Two years later, the Mossad killed one of Iran’s top physicists, using artificial intelligence-enhanced facial recognition to direct a remotely operated machine gun parked on a roadside near his weekend house.

In the lead-up to June’s air attacks, according to Israeli planners, they arranged for unwitting truck drivers to smuggle into Iran tons of “metallic equipment” — the parts for the weapons used by the commando teams.

Israeli officials said these operations reflect a fundamental shift in the Mossad’s approach that began about 15 years ago. The agents in Iran who broke into the safes, set up the machine guns, blasted the air defenses and watched the scientists’ apartments were not Israelis. All were either Iranians or citizens of third countries, according to senior Israeli officials with direct knowledge of the operations. For years, such missions in Iran had been the exclusive work of Israeli field operatives. But officials said the growing unpopularity of the Iranian regime has made it much easier to attract agents.

S.T. was one of them. Israeli officials said he grew up in a working-class family in a small town near Tehran. He enrolled in college and was living a seemingly ordinary student life, when he and several classmates were arrested by Iran’s feared Basij militia and taken to a detention center where they were tortured with electric shocks and brutally beaten.
- - -
Problem 1>
From the excerpt on Mossad operations in Iran, extract the stretch from "Israeli officials said these" through "to attract agents.".
Problem 2>
According to the excerpt on Mossad operations in Iran, why has recruiting agents there become easier?
- - -
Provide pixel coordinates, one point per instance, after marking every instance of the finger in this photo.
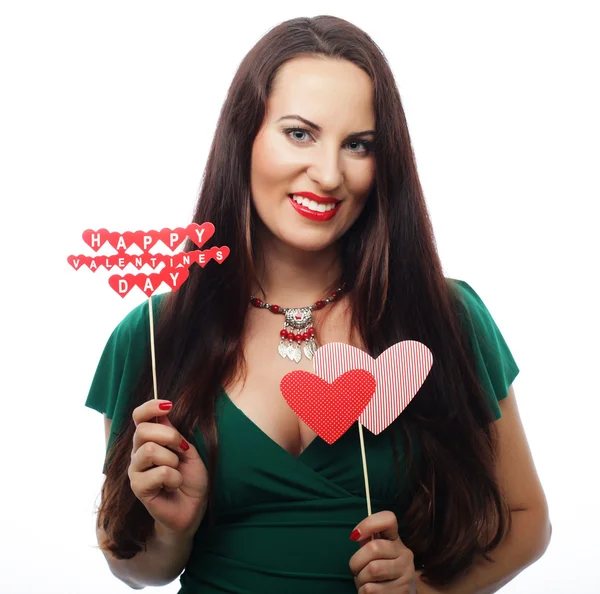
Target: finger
(151, 454)
(385, 523)
(372, 550)
(383, 587)
(147, 484)
(378, 570)
(160, 434)
(150, 410)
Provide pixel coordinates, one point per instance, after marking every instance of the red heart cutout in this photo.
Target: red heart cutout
(328, 409)
(184, 259)
(174, 277)
(95, 239)
(219, 255)
(153, 260)
(145, 240)
(78, 261)
(399, 371)
(121, 241)
(122, 284)
(94, 263)
(119, 260)
(172, 238)
(148, 283)
(200, 234)
(201, 257)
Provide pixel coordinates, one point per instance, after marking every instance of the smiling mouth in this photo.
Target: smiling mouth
(313, 205)
(314, 211)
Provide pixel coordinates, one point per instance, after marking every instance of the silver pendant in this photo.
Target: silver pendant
(294, 353)
(297, 319)
(282, 348)
(310, 348)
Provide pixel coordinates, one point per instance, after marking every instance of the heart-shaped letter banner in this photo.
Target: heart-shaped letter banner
(329, 409)
(399, 372)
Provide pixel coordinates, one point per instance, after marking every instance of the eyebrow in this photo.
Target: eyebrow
(318, 128)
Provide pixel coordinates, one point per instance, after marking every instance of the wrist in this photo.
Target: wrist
(163, 534)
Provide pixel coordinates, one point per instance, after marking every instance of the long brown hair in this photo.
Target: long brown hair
(397, 291)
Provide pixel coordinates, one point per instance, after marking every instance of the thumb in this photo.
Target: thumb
(189, 453)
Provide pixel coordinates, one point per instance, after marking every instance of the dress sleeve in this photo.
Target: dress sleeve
(119, 368)
(495, 365)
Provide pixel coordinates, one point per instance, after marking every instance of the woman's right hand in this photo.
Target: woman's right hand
(166, 472)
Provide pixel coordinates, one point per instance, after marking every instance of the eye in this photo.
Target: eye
(368, 146)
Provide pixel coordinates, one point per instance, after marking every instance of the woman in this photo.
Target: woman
(457, 504)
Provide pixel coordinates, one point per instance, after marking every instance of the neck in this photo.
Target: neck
(295, 278)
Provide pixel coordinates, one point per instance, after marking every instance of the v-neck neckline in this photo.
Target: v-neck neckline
(303, 454)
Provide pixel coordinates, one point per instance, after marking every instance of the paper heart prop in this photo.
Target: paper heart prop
(172, 238)
(78, 261)
(145, 239)
(200, 234)
(122, 284)
(95, 239)
(149, 283)
(219, 255)
(121, 241)
(399, 371)
(329, 409)
(174, 277)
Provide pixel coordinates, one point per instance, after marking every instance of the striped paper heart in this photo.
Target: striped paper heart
(399, 372)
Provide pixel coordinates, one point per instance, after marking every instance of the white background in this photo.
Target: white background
(107, 113)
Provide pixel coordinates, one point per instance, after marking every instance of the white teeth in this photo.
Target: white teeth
(312, 204)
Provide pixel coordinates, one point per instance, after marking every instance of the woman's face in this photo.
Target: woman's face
(335, 163)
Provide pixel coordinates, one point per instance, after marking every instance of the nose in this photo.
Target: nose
(325, 168)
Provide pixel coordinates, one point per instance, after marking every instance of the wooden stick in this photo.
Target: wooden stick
(151, 315)
(364, 456)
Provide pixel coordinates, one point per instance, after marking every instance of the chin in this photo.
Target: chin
(304, 242)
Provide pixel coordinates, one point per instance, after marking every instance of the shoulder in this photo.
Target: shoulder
(135, 324)
(495, 364)
(471, 308)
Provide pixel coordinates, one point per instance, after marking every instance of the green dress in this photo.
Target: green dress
(283, 523)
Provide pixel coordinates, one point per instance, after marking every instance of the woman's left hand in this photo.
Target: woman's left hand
(383, 565)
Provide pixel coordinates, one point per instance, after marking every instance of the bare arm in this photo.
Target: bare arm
(162, 562)
(531, 528)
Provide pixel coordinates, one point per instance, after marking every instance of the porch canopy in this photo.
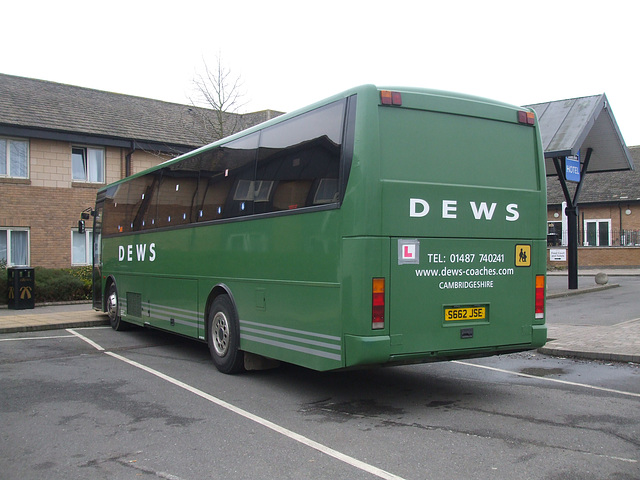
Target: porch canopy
(580, 124)
(583, 127)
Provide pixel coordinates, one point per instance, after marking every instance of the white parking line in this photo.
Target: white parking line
(553, 380)
(90, 342)
(34, 338)
(378, 472)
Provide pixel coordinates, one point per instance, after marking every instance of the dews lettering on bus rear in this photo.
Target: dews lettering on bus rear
(137, 252)
(419, 207)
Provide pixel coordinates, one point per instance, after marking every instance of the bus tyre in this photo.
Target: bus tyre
(223, 336)
(113, 309)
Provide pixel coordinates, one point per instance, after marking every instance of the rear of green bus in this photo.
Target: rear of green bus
(446, 214)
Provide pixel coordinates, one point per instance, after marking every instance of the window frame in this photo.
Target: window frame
(88, 247)
(7, 160)
(9, 231)
(597, 222)
(88, 171)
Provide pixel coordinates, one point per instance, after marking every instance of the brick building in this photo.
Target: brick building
- - -
Task answer 1>
Israeli officials said these operations reflect a fundamental shift in the Mossad’s approach that began about 15 years ago. The agents in Iran who broke into the safes, set up the machine guns, blasted the air defenses and watched the scientists’ apartments were not Israelis. All were either Iranians or citizens of third countries, according to senior Israeli officials with direct knowledge of the operations. For years, such missions in Iran had been the exclusive work of Israeli field operatives. But officials said the growing unpopularity of the Iranian regime has made it much easier to attract agents.

Task answer 2>
Israeli officials said the Iranian regime's growing unpopularity has made it much easier to attract agents.